# TASK DESCRIPTION:
Copy each line below word for word and drop every image.

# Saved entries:
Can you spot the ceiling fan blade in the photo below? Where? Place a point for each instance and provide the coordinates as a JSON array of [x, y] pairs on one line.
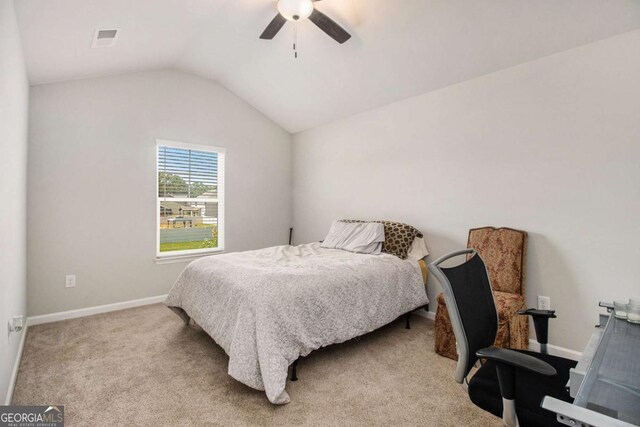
[[329, 26], [274, 26]]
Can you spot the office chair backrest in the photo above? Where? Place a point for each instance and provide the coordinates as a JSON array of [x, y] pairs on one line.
[[467, 291]]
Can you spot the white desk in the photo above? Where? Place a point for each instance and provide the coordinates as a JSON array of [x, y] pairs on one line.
[[606, 381]]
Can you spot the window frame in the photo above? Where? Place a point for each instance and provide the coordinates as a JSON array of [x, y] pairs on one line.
[[192, 253]]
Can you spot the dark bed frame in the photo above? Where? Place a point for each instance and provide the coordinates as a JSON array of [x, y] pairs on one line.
[[294, 365]]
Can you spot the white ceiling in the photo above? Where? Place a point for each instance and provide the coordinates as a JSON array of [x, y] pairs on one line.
[[399, 48]]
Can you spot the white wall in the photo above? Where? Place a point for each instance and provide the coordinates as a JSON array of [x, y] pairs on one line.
[[93, 152], [550, 147], [14, 98]]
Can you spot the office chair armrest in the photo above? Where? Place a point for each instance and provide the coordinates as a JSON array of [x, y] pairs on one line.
[[541, 324], [507, 361], [517, 360]]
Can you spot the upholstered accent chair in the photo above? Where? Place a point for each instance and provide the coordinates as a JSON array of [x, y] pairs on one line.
[[504, 251]]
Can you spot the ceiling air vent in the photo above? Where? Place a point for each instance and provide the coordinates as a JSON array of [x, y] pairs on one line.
[[105, 37]]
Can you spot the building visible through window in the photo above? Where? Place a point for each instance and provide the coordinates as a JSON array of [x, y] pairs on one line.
[[190, 210]]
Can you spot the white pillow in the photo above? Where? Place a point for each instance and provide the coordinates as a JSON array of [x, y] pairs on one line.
[[359, 237], [418, 249]]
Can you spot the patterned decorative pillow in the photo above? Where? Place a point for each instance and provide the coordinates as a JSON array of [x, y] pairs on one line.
[[398, 237]]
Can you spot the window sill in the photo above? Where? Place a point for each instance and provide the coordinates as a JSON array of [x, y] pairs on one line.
[[170, 259]]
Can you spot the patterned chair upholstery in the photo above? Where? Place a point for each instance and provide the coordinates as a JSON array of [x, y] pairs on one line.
[[504, 251]]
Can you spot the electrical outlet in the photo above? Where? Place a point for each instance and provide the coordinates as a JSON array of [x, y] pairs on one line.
[[70, 281], [16, 324], [544, 303]]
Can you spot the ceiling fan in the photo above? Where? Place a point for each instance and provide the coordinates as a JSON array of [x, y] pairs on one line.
[[299, 10]]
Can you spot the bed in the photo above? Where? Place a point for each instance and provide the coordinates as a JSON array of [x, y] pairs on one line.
[[268, 307]]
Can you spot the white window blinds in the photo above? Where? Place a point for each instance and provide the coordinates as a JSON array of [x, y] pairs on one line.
[[190, 209]]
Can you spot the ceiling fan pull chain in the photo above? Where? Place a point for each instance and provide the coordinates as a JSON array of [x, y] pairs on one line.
[[295, 40]]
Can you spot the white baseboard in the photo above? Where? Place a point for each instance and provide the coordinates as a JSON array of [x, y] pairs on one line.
[[16, 366], [556, 350], [89, 311]]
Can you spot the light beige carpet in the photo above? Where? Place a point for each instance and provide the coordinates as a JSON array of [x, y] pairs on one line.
[[144, 367]]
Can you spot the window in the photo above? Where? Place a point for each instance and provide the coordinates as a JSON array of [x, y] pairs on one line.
[[190, 209]]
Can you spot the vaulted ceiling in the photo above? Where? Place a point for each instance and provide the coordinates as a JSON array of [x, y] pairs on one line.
[[399, 48]]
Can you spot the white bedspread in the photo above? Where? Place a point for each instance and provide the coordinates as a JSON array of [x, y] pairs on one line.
[[267, 307]]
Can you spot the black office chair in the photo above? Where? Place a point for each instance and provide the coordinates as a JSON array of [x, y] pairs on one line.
[[510, 383]]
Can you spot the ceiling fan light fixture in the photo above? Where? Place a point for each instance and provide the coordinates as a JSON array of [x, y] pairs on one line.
[[295, 10]]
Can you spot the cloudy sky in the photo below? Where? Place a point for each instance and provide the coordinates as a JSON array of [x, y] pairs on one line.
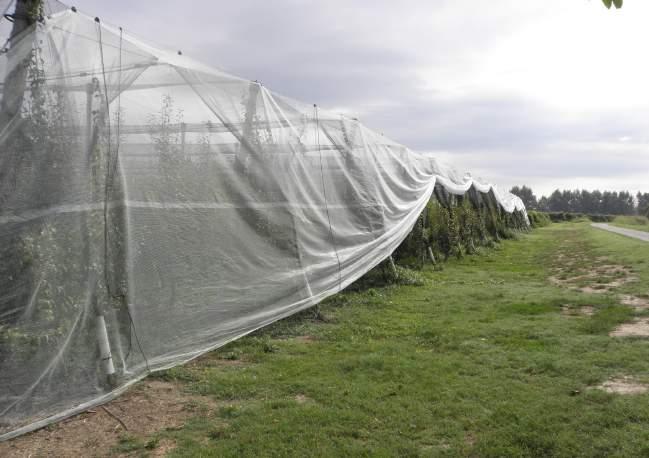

# ANSWER FOR THE TASK:
Can you spot the ceiling fan blade in the photo below? Where? Place a point for each instance and provide the coordinates as a JSON array of [x, y] pairs on one line.
[[329, 26], [274, 26]]
Can you spot the office chair backrest in the photo above? Where? Place a point for each instance and provide the coordinates as a JSON array of [x, y] pairs on one line.
[[467, 291]]
Can you spot the white desk in the photo above? Where? Place a point for each instance and provide the coordinates as a JSON array of [x, y] pairs on one line.
[[606, 381]]
Can you spot the window frame in the photo above? Where? Place a point for each instance and provide the coordinates as a JSON array of [x, y] pairs on one line.
[[192, 253]]
Can you spot the dark bed frame in the photo above? Where? Place a point for each instance and provide the coordinates as a JSON array of [x, y] pairs on one line.
[[294, 365]]
Can you spot the white ceiling in the photo above? Where? Place a point for each instance and provide the coordinates as a JSON array of [x, y] pairs on one line.
[[399, 48]]
Can you spot the white wall in the photo above? Where? Place a point for each instance and provide the coordinates as a JSON array of [x, y] pairs on one line.
[[93, 152], [550, 147], [14, 98]]
Can you spot the office chair armrest in the photo above? Where? Place a point for each instance and provide the coordinates as a JSON array of [x, y] pairs on one line.
[[541, 324], [507, 361], [517, 360]]
Can you spot the upholstered accent chair in the photo above? Where? Place a point for each instance and provide the coordinates as a JSON array of [x, y] pairs on one line.
[[504, 251]]
Can you spot the ceiling air vent in the photo above? Where? Place a point for each instance and provide the coordinates as a JSON array of [x, y] pairs on one line.
[[105, 37]]
Can you spot the building visible through window in the photo above? Where? Place a point for each instance and provide the coordinates as a JSON array of [x, y] pairs on one line.
[[190, 210]]
Can you spot the white pillow in the photo above? Where? Place a point for each instance and provide the coordinates as a JSON array of [x, y] pairs on one line.
[[359, 237], [418, 249]]
Can you spot the patterned decorative pillow in the photo above? Where? Place a point for each instance and provide the coordinates as a JSON array of [x, y] pairs on one line.
[[398, 237]]
Can you spot the window sill in the photo above? Where? Place a point for each instance and provide the coordinates as a JSON array of [x, y] pairs on one line.
[[170, 259]]
Can you spot the patterned chair upholstery in the photo above? Where? Place a point for each instance and provide the coordinates as a JSON array of [x, y] pairs on one line.
[[504, 251]]
Can you spot the electrical outlet in the photo above? Where? Place a point for each instance and provide the coordinates as a JSON array of [x, y] pairs on one line.
[[70, 281], [16, 324], [544, 303]]
Can you spot the ceiling fan in the photo above? Where? Place a point for each instance and provide the coordinates as a JSON array of [x, y] pairs on one line.
[[299, 10]]
Can you spot the bed in the photo above? Where? Place a point for each instance and provide the coordinates as a JSON array of [x, y] pairs on one line.
[[268, 307]]
Can you spot the white window blinds in the photo above? Where? Place a point for each instance and provide the coordinates as a JSON array of [x, y] pairs on one line.
[[190, 209]]
Can you spot the ceiling fan pull chain in the photo above? Where? Place a point for each instance and provide the coordinates as a JSON array of [x, y] pairs on one line.
[[295, 40]]
Can you spot the white baseboard in the photo above? Where? Place a point for each instance and provide the coordinates as a JSON array of [x, y] pairs on one line.
[[16, 366], [556, 350], [89, 311]]
Can you spot the light beige carpet in the photo above? Where? Place a point for each instance and provide the coordinates as a JSON array of [x, y] pairs on one line.
[[144, 367]]
Can you spot the window in the photo above? Where? Place a point for each instance and provide the coordinates as a JSON array of [x, y] pairs on one line.
[[190, 209]]
Can you spot the vaulted ceiling in the photo above? Where? Place a point for each instance and provide the coordinates as a JSON array of [x, y] pairs on one line.
[[399, 48]]
Can you spot the white bedspread in the photo above? Where? Place a point for each instance and provide the coordinates as a JSON array of [x, y] pairs on one line.
[[267, 307]]
Can you spot the black office chair in the photo above? Where? Place a point for each instance and provide the coordinates as a JSON array of [x, y] pairs on one line.
[[510, 383]]
Can you spot the ceiling fan light fixture in the photo above? Where? Place a point for each instance and provide the coordinates as a JSON array of [x, y] pairs on one line.
[[295, 10]]
Can you spot the cloudy sky in the photo below? Where? Place a point for each instance and provide the coordinates as a JSON array of [x, y] pairs on one line.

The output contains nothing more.